Wednesday, July 7, 2010

A Matter of Perspective

In Jewish thought, there's an idea that the way we perceive the world around us determines the reality of that world. While this has far reaching ramifications in a spiritual/existential sense, it can also be applied on a day to day level. How we live our lives depends in part on our outlook; while there are certain things that remain absolute and unchangeable, many other areas can be influenced by our attitude. A few examples:

  • On a brutally cold morning in Auschwitz, three men huddle near their barracks. One turns to his friend and says "You know, I am so happy to be here in this camp." His friend incredulously exclaims: "Are you crazy? How could you say that you are happy to be here?" The first man shrugs. "Maybe you are right," he replies, "but if I was upset and angry, instead of happy, I would still be here!"

## SHORT PROBLEM:
Carry on the blog post about perspective and attitude in Jewish thought, picking up after its last sentence.

## RECORDED DATA:
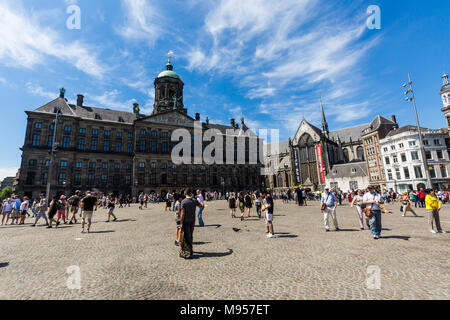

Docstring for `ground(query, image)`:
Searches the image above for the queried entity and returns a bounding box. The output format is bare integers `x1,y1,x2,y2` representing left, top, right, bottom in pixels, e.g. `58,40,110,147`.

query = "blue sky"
0,0,450,178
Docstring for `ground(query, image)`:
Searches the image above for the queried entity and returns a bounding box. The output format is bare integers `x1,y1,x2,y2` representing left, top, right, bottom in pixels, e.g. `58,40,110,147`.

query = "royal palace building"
15,59,264,197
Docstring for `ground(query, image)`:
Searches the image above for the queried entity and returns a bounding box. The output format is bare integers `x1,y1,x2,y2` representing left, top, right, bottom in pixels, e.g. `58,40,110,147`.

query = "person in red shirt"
419,188,425,208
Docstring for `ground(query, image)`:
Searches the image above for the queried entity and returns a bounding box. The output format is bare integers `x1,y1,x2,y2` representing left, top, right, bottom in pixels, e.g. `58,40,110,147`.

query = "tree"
0,187,12,199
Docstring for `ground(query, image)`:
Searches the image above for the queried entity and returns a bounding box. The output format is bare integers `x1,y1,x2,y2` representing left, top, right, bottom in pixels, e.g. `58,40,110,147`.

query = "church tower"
153,52,187,114
441,74,450,129
320,99,330,138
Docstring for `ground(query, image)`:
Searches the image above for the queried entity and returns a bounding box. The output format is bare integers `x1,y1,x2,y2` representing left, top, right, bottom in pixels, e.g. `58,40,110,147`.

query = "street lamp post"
403,73,433,188
45,102,61,201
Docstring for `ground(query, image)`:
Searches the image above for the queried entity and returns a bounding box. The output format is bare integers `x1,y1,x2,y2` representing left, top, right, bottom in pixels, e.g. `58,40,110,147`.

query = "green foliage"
0,187,12,199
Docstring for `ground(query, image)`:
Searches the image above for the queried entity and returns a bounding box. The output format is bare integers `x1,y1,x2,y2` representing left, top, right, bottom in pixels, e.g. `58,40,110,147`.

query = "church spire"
320,99,330,138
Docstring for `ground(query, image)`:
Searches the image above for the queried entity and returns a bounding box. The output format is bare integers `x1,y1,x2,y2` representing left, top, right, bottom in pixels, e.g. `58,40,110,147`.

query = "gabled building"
16,57,263,197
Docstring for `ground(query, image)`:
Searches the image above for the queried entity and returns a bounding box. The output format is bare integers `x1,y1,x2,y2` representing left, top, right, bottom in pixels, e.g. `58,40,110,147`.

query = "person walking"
351,190,369,230
425,189,445,233
2,198,13,226
31,194,48,227
19,196,30,224
47,196,60,229
228,193,236,218
254,191,262,219
105,193,117,222
238,192,245,221
418,188,425,208
320,186,340,232
400,192,417,217
363,186,384,240
68,190,81,224
56,195,68,227
81,191,97,233
245,191,253,218
196,190,205,227
262,191,275,239
180,188,204,259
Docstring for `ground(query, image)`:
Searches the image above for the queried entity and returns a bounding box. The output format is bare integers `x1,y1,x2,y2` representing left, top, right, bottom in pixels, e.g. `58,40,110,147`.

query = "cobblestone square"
0,201,450,300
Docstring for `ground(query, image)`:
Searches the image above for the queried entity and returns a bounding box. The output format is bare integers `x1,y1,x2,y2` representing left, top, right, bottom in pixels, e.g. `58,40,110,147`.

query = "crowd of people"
0,186,449,259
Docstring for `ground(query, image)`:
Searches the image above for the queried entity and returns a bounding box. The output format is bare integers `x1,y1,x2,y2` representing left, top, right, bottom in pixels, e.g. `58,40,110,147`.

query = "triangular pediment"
34,98,76,116
136,110,195,128
292,120,321,145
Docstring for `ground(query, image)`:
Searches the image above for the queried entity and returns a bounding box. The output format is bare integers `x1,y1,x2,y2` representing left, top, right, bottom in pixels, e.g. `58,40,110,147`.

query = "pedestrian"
196,190,205,227
2,198,13,226
67,190,81,224
173,193,183,246
81,191,97,233
10,195,22,224
105,193,117,222
180,188,204,259
261,190,275,238
47,196,61,229
238,192,245,221
400,192,417,217
363,186,384,240
418,188,425,208
254,191,262,219
228,192,236,218
351,190,369,230
31,194,48,227
245,191,253,218
425,189,445,233
19,196,30,224
320,186,340,232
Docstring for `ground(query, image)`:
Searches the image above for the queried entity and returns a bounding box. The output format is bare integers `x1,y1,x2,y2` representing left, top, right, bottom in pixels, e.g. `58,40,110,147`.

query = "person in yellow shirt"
425,190,444,233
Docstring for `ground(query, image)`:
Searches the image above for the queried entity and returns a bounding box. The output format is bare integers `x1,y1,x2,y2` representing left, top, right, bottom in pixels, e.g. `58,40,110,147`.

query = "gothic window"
356,147,365,161
344,149,350,162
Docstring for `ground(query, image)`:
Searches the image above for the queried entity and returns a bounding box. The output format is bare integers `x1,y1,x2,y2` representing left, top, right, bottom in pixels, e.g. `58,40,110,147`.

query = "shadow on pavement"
275,232,298,238
200,224,222,229
192,249,233,259
381,236,411,241
89,230,115,233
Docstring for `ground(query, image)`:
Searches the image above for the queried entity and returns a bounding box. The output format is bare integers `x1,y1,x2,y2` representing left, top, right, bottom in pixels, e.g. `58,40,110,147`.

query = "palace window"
63,137,70,149
33,134,41,147
91,139,98,151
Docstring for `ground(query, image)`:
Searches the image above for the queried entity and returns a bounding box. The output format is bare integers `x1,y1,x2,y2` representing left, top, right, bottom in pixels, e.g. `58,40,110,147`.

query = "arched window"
356,147,365,161
344,149,349,162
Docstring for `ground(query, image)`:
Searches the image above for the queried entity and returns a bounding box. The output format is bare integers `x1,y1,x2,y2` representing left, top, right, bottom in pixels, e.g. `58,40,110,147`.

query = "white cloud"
0,1,106,78
0,168,18,181
187,0,378,131
26,82,57,100
118,0,164,44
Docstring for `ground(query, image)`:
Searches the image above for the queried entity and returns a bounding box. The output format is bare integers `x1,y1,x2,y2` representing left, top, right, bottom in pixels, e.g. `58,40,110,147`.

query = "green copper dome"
158,63,181,80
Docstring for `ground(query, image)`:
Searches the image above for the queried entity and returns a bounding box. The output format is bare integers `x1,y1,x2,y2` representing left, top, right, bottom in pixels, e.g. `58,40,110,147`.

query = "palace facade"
15,60,264,197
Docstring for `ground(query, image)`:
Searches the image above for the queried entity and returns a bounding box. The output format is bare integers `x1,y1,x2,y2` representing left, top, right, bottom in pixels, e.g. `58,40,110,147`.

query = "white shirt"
363,192,381,210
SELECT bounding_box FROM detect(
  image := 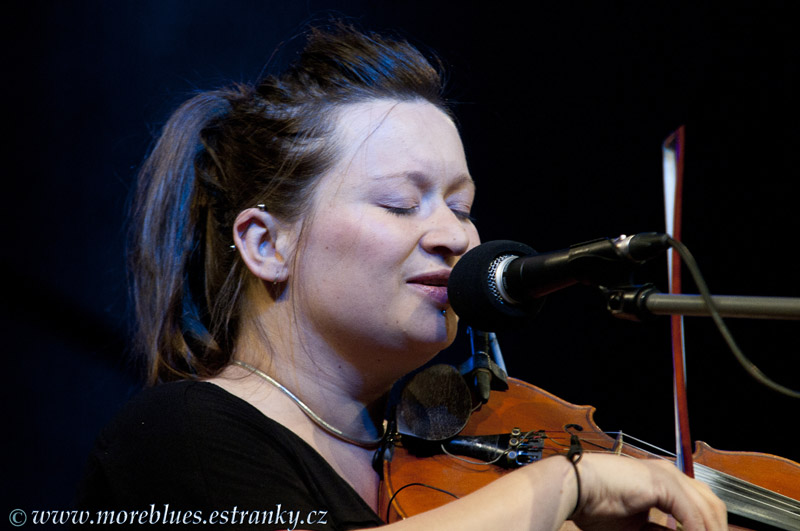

## RESPONSE TO THE TASK:
  • A mechitza (a structure used to separate men and women in a synagogue) can be seen as a terrible thing, causing a separation between the sexes. Women can feel like second class citizens, relegated to the back of shuls, shunted off to the side, put behind a impregnable barrier. The truth is, however, that the mechitza should be looked at as a tool for bringing people together. In the context of halachic decorum in the shul, the lack of a mechitza would make it necessary for women to stay outside; men cannot pray in the presence of women. Therefore, the mechitza is one of the greatest attributes of a shul - it allows women to enter and join in the prayers, and hear kriat haTorah, etc., effectively causing a wonderful unity and harmony for all.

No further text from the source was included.